(Coordinate labeling data)

Begin

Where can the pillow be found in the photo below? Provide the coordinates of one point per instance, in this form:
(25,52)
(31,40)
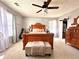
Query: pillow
(38,30)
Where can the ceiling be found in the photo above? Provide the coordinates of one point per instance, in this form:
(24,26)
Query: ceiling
(25,7)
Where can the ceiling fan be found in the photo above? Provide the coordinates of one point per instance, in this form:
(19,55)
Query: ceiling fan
(45,6)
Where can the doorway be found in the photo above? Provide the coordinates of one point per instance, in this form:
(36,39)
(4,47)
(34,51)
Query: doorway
(64,27)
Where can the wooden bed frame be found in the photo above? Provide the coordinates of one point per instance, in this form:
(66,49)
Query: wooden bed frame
(48,37)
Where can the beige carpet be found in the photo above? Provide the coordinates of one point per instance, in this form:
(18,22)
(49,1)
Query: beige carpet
(60,51)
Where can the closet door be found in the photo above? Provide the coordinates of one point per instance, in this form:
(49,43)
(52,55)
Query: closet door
(53,27)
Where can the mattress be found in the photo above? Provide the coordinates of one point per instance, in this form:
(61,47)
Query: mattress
(37,48)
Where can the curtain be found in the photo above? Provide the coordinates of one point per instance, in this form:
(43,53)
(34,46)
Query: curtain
(5,29)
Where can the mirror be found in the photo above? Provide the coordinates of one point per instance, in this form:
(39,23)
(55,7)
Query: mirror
(76,21)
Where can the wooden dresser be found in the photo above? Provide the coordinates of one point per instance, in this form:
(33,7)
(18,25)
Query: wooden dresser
(72,35)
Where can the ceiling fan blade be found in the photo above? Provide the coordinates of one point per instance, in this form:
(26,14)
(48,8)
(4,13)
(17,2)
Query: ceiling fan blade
(39,11)
(37,5)
(53,7)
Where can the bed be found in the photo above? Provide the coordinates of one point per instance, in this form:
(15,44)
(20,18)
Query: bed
(38,36)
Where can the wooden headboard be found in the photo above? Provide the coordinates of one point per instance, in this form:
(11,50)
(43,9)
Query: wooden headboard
(38,25)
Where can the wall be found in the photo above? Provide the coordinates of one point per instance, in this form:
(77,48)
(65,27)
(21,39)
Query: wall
(71,16)
(17,19)
(31,20)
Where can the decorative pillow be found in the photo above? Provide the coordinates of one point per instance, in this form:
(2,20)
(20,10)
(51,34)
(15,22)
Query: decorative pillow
(38,30)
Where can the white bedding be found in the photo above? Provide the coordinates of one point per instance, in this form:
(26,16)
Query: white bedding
(37,48)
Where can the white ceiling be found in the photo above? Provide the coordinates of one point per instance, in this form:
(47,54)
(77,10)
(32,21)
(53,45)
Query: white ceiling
(26,9)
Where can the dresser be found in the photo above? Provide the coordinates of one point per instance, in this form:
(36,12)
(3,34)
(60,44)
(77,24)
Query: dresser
(72,35)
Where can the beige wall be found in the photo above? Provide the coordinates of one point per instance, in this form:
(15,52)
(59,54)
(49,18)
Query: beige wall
(31,20)
(17,18)
(71,16)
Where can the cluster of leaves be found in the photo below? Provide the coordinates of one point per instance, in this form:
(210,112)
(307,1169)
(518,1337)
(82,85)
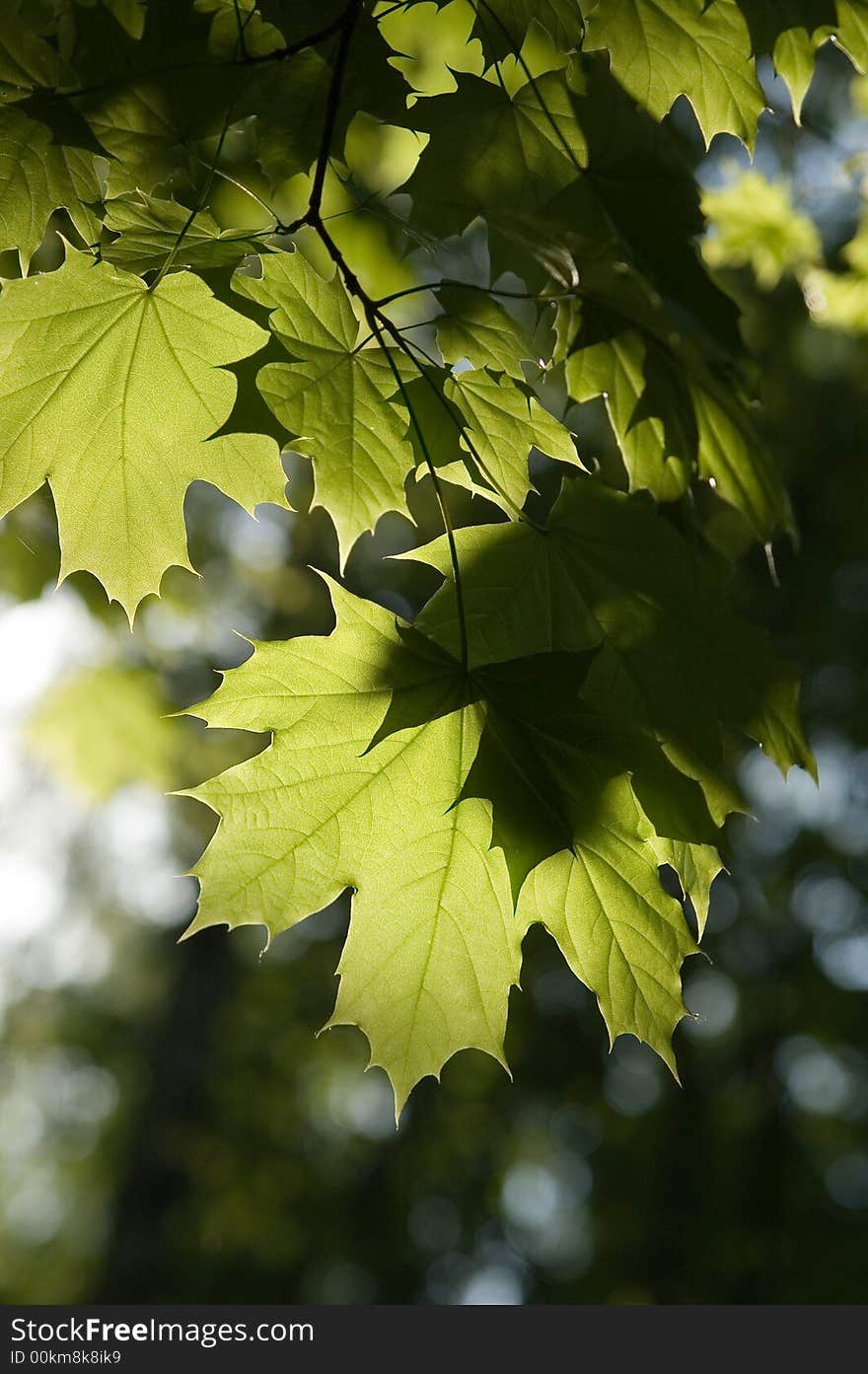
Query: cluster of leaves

End

#### Task description
Extract every one of the lines above word for word, leaving out the pictures.

#### Exercise result
Where can the pillow be found in the photo below? Provide the coordinates of one point per instance, in this form:
(25,52)
(31,40)
Query: pillow
(38,30)
Where can the ceiling be found in the photo above? Provide the coordinates of one point per instance, in this form:
(24,26)
Query: ceiling
(25,7)
Where can the ceiling fan be found in the photo above? Provide the coordinates of one point per instance, in this form:
(19,55)
Query: ceiling fan
(45,6)
Where can the doorway be found in the photo above? Provide the coordinates of one point per instance, in this form:
(36,39)
(4,47)
(34,51)
Query: doorway
(64,27)
Where can the wooden bed frame be found in the photo above? Provide the coordinates of one point per instance, in this form:
(66,49)
Query: wooden bed frame
(48,37)
Where can the beige carpet be found in the photo above? Provide the coordinates of one point per instance, in this form:
(18,22)
(49,1)
Query: beige carpet
(60,51)
Where can the closet door be found in the photo above? Provide the coordinates of one point per instance, in this form:
(49,43)
(52,55)
Query: closet door
(53,27)
Where can the mattress be found in the photo above? Provide the coordinates of one point per instance, in this form:
(61,47)
Query: mattress
(37,48)
Where can the curtain be found in the photo above? Provide the coordinates of one point per instance, in this form:
(43,53)
(34,46)
Query: curtain
(5,29)
Where can the mirror be found in the photo above? Provide the coordinates of one point per instance, in this form:
(39,23)
(55,7)
Query: mirror
(76,21)
Where can the wooden dresser be found in the photo above? Provide the coordinates of one point per instance, in this form:
(33,7)
(18,25)
Query: wooden dresser
(72,35)
Where can the ceiling fan blade be found in the photo above? Provide the coordinates of one point per instance, in this form:
(26,14)
(48,8)
(4,13)
(17,2)
Query: ceiling fan blade
(39,11)
(37,5)
(53,7)
Where can the bed be found in the photo above? Provide the coordinates of one point per instance, in this form:
(15,44)
(20,18)
Query: bed
(38,36)
Where can the wooden headboard be found in the photo above? Provide the coordinates of one point per instance, in this form:
(11,50)
(43,9)
Query: wooden headboard
(38,25)
Where can the wall be found in the photo above? Provide the coordinates of one point per instance, in this form:
(77,48)
(65,27)
(21,39)
Query: wall
(71,16)
(17,19)
(31,20)
Where can the decorative pillow be found in the photo above? Provide the coordinates of one point per instance, in this form:
(2,20)
(20,10)
(51,34)
(15,22)
Query: decorative pillow
(38,30)
Where can the white bedding be found in the photo above? Provide the coordinates of one point per instance, in this form:
(26,16)
Query: white bedding
(37,48)
Where can the white ceiling be found in the photo above? Provide the coordinates of one point per instance, in this form:
(47,54)
(77,10)
(32,21)
(53,45)
Query: white ceiling
(26,9)
Where can the dresser be found in the photo above? Provide the coordinates of one point per instance, in this form:
(36,12)
(3,34)
(60,44)
(77,24)
Query: dresser
(72,35)
Where can the beige wall be found in the photo above? Provide the coordinates of one point per instance, in this form:
(15,52)
(59,54)
(49,18)
Query: beige wall
(31,20)
(17,18)
(71,16)
Where can the cluster of leaves be found in the photo below? Provide the coordinates of one point per instance, in this form:
(210,112)
(307,1169)
(518,1337)
(82,85)
Query: cluster of leaves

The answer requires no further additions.